Brief ::
Carry on the review of Home Sweet Home Alone from the point where it stops, keeping its critical tone.

Start Source document

Home Sweet Home Alone, 2021.
Directed by Dan Mazer.
Starring Archie Yates, Ellie Kemper, Rob Delaney, Pete Holmes, Aisling Bea, Jayne Eastwood, Cara Ricketts, Catherine Cohen, Devin Ratray, Mikey Day, Kenan Thompson, Ally Maki, Chris Parnell, Timothy Simons, Katie Beth Hall, Max Ivutin, Andrew Daly, Maddie Holliday, and Jordan Carlos.
A married couple tries to steal back a valuable heirloom from a troublesome kid.
Among spending quality time with family and exchanging gifts, the holidays (Christmas here, as usual with the Home Alone series) are about tradition. Nearly every family has some kind of routine, whether it be celebrating in a particular home, certain foods, a specific time for presents, and annual activities with holiday comfort films falling under that umbrella. To my knowledge, most of these movies (National Lampoon’s Christmas Vacation, A Christmas Story, It’s a Wonderful Life, Bad Santa for something raunchy, and yes, even the original Home Alone) still hold up for the most part as classics, immediately putting the existence of Home Sweet Home Alone into question. Who will spend their precious holiday family time checking out if this is a waste of time or not or show it to their children when the Macaulay Culkin classic will get the job done? I will tell you right now; Home Sweet Home Alone is a sour continuity reboot only worthy of jeers.
Generally, franchise updates have a sense of how to bring a series into modern times. Directed by Dan Mazer (and scripted by multiple writers), Home Sweet Home Alone only seems concerned with nostalgia references and telling the same exact story, albeit from a different angle. Apart from that, it might as well be the same movie but infinitely worse, which further begs the query of why literally anyone would bother watching this.

End Source document
Start Raw data

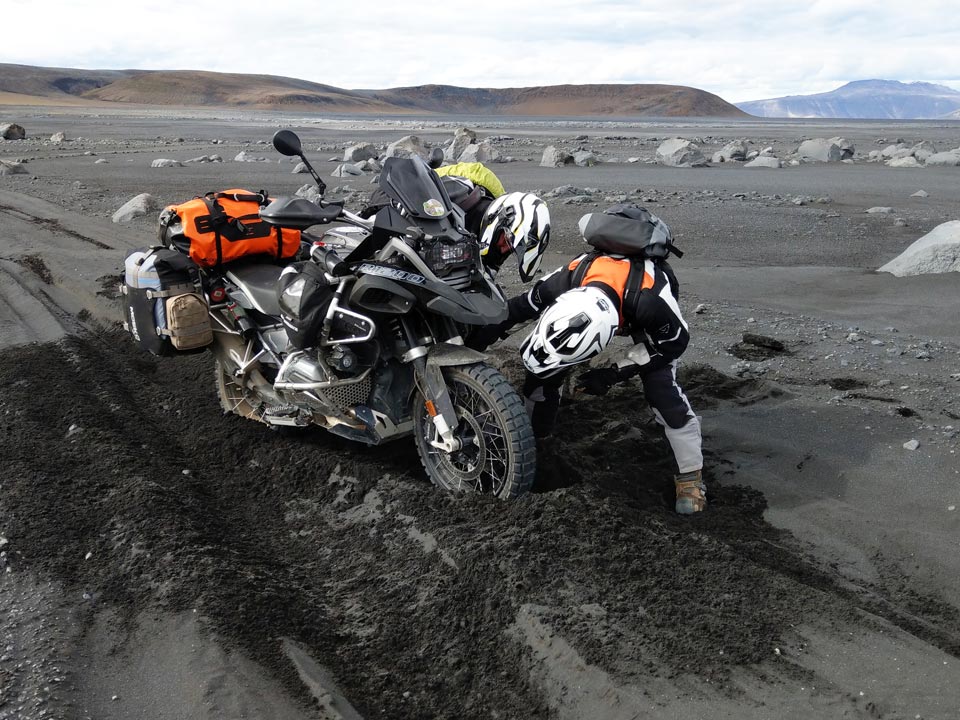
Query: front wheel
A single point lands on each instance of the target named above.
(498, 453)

End Raw data
Start Raw data

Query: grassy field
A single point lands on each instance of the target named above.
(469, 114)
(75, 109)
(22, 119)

End Raw data

Exercise response ::
For those still curious, Home Sweet Home Alone introduces viewers to the eventual would-be burglars, a pair of struggling parents (Rob Delaney and Ellie Kemper, respectively) in dire financial straits contemplating selling their home filled with cherished memories to make ends meet. Meanwhile, young Max (Archie Yates, who briefly shined as a sidekick in Jojo Rabbit) desperately needs to use the bathroom while on a car ride home, prompting his mom to feign interest in purchasing the home while he takes care of private business. Around the same time, Max also gets into a spat over soda with homeowner Jeff, but not before he is made aware that one of his mom’s hideous antique dolls (one of them an ugly boy with an upside-down face) is likely worth a pretty penny. Jeff doesn’t take any of this seriously, and eventually, the families go their separate ways.
Upon arrival, it becomes instantly clear that Max’s home is a madhouse unto itself filled with relatives. In familiar fashion for the series, the family is also planning a vacation for the holidays, which comprises two flights. Naturally, it’s also such a chaotic household that one can’t really blame Max for hiding away in the backseat of a vehicle watching cartoons on one of the attachable televisions. More importantly, as he feels a sense of relief and peace away from his own family, we feel the same toward all of these considerably annoying characters.
Still unsure of what to do regarding their home, late at night, the dimwitted but tech-savvy Jeff (apparently he works in data management but somehow can’t remember a four-digit combination) does some quick Internet research and finds out that his late mom’s porcelain dolls are in fact worth heaps of money. It also appears that while arguing about soda, Max took the doll. Max is also now home alone as he sleeps through both groups leaving in the morning for the airport, with each set of family members presuming he is with the other.
With that in mind, the stage is set for home invasion shenanigans, this time contextualized around the robbers as antiheroes with a cause worth cheering on. Of course, it is not long before contrived and forced miscommunications pile up, leading Max to believe that the adults wish to do him harm. An assortment of lies to their children and relatives stack on top of one another as they sneak away from family activities to intrude inside the sizable property with a reasonable amount of security. Unfortunately for Max, the police called to the scene as a response to that security are rather useless and also come with some shameless and unfunny ties to the original films.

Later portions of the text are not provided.